Dataset excerpt
──────
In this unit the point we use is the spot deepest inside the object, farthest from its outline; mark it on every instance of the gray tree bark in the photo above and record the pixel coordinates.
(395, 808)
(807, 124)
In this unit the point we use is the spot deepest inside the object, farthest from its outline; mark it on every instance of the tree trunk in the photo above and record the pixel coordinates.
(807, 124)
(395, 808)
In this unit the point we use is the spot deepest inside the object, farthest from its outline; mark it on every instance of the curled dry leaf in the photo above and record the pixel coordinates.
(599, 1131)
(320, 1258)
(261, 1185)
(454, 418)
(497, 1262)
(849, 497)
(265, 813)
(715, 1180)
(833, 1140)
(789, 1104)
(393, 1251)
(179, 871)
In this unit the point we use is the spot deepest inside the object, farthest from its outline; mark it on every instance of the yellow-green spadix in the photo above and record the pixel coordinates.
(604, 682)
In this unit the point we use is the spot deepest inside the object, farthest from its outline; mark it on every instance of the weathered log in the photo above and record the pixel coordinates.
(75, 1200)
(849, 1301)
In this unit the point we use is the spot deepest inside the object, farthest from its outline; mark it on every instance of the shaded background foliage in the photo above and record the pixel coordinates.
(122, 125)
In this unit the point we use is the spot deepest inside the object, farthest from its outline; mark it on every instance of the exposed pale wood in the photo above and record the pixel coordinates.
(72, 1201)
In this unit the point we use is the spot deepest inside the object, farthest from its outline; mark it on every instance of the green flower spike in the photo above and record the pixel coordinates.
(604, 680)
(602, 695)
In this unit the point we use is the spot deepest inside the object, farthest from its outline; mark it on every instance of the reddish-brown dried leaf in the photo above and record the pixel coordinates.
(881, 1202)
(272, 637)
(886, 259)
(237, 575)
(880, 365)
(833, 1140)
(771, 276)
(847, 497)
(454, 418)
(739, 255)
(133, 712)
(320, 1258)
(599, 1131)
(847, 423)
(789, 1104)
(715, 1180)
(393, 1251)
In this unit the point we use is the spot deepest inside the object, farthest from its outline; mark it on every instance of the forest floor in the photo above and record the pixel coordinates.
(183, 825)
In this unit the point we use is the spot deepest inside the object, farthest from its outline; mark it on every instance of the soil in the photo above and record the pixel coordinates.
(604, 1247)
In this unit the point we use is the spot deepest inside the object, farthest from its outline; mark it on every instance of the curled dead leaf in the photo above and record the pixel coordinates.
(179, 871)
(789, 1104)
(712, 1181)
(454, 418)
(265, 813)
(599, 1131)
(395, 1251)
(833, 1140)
──────
Can you update the records above so that every "pixel coordinates" becomes "x-y coordinates", with nothing else altered?

In this unit the point we use is the spot deepest inside the object, farthest from its outline; mark it on every instance of the gray tree bark in the photo above and record the x-y coordinates.
(395, 808)
(807, 124)
In this unit the point we use is the spot deepest inside the object, farthest from its outline; mark it on every instance of the tree trunk in the photo above and record the x-y coordinates.
(807, 124)
(395, 808)
In this unit the point we use is the spot deepest inside the object, farthest from its outline; mark it on every instance of the curled dry leaf in the photo above and record the x-y coordinates.
(599, 1131)
(320, 1258)
(261, 1185)
(454, 418)
(497, 1262)
(849, 497)
(265, 813)
(715, 1180)
(833, 1140)
(789, 1104)
(393, 1251)
(179, 871)
In this unit the point we use is the spot deepest inside the object, farthest from its outline; mark it on every instance of the yellow-green spadix in the photo above and record the x-y coordinates.
(604, 682)
In this unit the point we use is the spot deepest inside the object, farthest from its outline; mark it on every instance of the weathered log in the photo above and record the x-y coordinates.
(75, 1200)
(849, 1301)
In this unit the point we use is the spot deepest inside the object, farthest from its outline; mark it on every instance of the shaded background foliage in the photo above and record the x-y coordinates.
(122, 125)
In this unit the point we use is the spot deepest inside the object, farthest from its outline; mark it on every instance of the exposed pale wood in the photo above and record the x-y coordinates.
(72, 1201)
In this unit the point we use is the spot deepest inside the object, farthest from its outline; mark it on every instance of the green flower spike in the photo above and record the x-y coordinates.
(604, 680)
(602, 695)
In this unit the point we use is the spot deepest inside the object, farthest from its outline; mark it on every instance of the reddish-brown dried leaf in the photo above and record the x-y coordinates.
(881, 1202)
(272, 637)
(886, 259)
(237, 575)
(880, 365)
(833, 1140)
(771, 276)
(847, 497)
(454, 418)
(739, 255)
(133, 712)
(320, 1258)
(599, 1131)
(847, 423)
(789, 1104)
(715, 1180)
(393, 1251)
In this unit the point we use is the spot deepest inside the object, farthest from its outline; mark it on every instance of the forest floor in the photo above and record the x-y coordinates.
(183, 825)
In this unit the point we use is the spot deepest inside the object, farthest from its outline; mark it on every instance of the soil in the photo above and record the x-y coordinates.
(604, 1247)
In this unit the point we use is the spot deepest inside the object, farthest from its outline; mark it on every instance of the curled dead leaf in the photo above and record the x-y coordinates.
(179, 871)
(789, 1104)
(712, 1181)
(454, 418)
(265, 813)
(599, 1131)
(395, 1251)
(833, 1140)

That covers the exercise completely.